SHORT PROBLEM: Find every line in the records below that contains the word "pink", and copy each of those lines.

INFORMATION SHOWN:
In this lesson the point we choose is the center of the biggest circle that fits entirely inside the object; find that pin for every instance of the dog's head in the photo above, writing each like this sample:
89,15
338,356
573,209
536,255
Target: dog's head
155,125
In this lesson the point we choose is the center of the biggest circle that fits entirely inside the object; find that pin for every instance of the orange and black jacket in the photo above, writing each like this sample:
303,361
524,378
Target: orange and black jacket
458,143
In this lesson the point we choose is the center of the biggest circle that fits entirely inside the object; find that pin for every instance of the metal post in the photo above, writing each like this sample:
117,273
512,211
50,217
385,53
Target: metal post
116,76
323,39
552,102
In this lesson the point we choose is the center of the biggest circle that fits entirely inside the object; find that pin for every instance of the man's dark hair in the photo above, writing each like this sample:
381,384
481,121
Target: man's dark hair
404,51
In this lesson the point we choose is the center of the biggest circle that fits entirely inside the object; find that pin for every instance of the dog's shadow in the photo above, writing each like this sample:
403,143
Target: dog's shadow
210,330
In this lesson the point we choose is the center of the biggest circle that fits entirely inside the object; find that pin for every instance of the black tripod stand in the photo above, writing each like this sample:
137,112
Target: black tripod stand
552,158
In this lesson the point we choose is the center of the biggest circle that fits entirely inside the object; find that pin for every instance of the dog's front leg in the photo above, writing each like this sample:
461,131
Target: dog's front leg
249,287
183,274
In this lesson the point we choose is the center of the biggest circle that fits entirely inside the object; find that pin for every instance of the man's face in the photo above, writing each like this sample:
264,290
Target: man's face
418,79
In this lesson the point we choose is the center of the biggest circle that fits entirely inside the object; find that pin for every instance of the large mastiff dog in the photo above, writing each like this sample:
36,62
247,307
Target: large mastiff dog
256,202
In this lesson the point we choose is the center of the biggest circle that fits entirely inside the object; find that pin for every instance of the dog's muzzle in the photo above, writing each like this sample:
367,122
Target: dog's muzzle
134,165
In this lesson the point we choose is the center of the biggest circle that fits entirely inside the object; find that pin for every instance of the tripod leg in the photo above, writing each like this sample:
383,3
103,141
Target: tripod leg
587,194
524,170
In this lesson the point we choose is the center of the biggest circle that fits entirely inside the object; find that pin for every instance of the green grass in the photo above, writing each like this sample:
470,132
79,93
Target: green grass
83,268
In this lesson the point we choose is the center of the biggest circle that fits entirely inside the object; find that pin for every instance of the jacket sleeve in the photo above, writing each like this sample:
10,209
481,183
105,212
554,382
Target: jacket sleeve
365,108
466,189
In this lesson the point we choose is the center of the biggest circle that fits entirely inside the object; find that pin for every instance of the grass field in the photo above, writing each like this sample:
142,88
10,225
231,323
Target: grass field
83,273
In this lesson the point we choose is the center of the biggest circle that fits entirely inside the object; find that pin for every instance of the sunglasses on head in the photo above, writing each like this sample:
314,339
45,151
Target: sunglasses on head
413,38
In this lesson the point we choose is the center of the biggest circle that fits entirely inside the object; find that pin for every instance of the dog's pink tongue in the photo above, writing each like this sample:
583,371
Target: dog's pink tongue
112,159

---

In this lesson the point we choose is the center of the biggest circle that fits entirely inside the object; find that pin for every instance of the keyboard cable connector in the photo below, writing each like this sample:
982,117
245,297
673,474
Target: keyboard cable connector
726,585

RESPONSE:
In this lesson the point we choose is the center of the biggest circle that fits entirely inside the object; find that pin for every instance of the dog's pink tongue in the photo above, writing each like this sample:
Target: dog's pink tongue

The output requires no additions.